▸ WHAT IS BEING ASKED: Set the following entries down again exactly, line by line.

▸ EXERCISE MATERIAL:
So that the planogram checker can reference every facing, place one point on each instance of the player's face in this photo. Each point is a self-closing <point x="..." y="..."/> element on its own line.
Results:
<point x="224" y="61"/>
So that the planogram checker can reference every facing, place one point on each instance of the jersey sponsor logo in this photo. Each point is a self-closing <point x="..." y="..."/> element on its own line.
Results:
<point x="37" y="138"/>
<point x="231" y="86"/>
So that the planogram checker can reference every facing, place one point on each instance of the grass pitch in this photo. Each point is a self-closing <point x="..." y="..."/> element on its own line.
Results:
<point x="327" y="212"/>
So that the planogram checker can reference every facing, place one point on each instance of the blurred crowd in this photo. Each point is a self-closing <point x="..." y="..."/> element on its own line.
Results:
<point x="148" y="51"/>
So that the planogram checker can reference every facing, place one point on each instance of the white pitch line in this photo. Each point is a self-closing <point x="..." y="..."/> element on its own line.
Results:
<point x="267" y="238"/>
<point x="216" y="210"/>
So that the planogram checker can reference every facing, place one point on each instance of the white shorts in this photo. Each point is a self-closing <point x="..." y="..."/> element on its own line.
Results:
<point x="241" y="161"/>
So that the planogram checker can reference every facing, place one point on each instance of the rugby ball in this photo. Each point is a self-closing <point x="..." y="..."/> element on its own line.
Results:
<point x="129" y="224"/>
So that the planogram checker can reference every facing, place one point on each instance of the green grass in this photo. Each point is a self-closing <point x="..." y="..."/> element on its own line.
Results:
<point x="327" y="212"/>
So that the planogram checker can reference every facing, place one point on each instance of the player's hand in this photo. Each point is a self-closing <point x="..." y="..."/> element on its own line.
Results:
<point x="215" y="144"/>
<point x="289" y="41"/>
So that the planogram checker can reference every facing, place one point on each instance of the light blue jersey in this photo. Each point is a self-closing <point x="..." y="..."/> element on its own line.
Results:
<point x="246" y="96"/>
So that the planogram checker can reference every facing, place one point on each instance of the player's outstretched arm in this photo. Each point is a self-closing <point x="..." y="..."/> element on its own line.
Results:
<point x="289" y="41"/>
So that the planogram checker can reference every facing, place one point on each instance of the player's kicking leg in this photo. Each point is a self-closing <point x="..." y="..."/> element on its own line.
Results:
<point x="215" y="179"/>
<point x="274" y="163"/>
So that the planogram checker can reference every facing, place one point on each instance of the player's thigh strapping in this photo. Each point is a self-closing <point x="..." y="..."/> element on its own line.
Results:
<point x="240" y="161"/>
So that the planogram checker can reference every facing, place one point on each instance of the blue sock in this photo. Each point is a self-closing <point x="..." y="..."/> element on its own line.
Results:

▸ THE ANSWER:
So that the planogram checker can reference every facing, place one point on each instance of the player's face in this photo. Each point is a self-closing <point x="..." y="..."/> element on its own line.
Results:
<point x="224" y="61"/>
So that the planogram checker can reference every facing, place one point on each instance of the jersey sponsor logo in this photo. Each point is a self-closing <point x="..." y="..."/> element on its own line.
Results:
<point x="37" y="138"/>
<point x="231" y="86"/>
So that the planogram checker can reference every facing, place one point on each instance of the grass pitch in this photo. Each point is a self-closing <point x="..." y="..."/> element on its own line.
Results:
<point x="327" y="212"/>
So that the planogram checker can reference every facing, place one point on each instance of the blurred crowd in this photo. Each point is a self-closing <point x="..." y="..."/> element on its own line.
Results:
<point x="148" y="51"/>
So that the planogram checker can reference every facing, place one point on each instance of the white pitch line in this photo. Each point is a self-closing <point x="..." y="..."/> element on its own line.
Results:
<point x="267" y="238"/>
<point x="216" y="210"/>
So that the planogram checker can reference every facing, place one point on each instance of the white shorts in this photo. Each point is a self-closing <point x="..." y="..."/> element on its own line.
Results:
<point x="241" y="161"/>
So that the planogram checker can reference every facing, place one point on each instance of the rugby ball in this photo. Each point is a self-closing <point x="..." y="..."/> element on its own line.
Results:
<point x="129" y="224"/>
So that the planogram checker can reference every facing, place one point on each instance of the green grass in this photo. Each point is a self-closing <point x="..." y="..."/> element on its own line.
Results:
<point x="327" y="212"/>
So that the planogram checker can reference every facing, place one point on each instance of the player's hand in this photo. Each point is a self-closing <point x="..." y="..."/> element on its own line.
Results:
<point x="215" y="144"/>
<point x="289" y="41"/>
So that the planogram checker can reference every facing, place one point on each instance of the light blue jersey in this photo. Each point is a self-closing <point x="..." y="..."/> element on its own line.
Results:
<point x="246" y="96"/>
So that the planogram checker can reference every facing, place one point on each instance of the player's outstretched arm in this photo. Each point is a self-closing <point x="..." y="..."/> element on its own line.
Results:
<point x="289" y="41"/>
So that the planogram checker can reference every facing, place one point on each instance of the player's kicking leg in this photo. Each point is a self-closing <point x="..." y="..."/> element on its own line.
Results:
<point x="215" y="179"/>
<point x="274" y="163"/>
So that the planogram checker can reference every facing, place one point on each instance of the player's thigh strapping in this photo. Each point is a self-closing <point x="..." y="..."/> element on its own line.
Results:
<point x="240" y="161"/>
So that the planogram checker can reference every facing, place one point on each instance of the blue sock in this photo. Each point is a self-closing <point x="..." y="..."/> element on its own line.
Results:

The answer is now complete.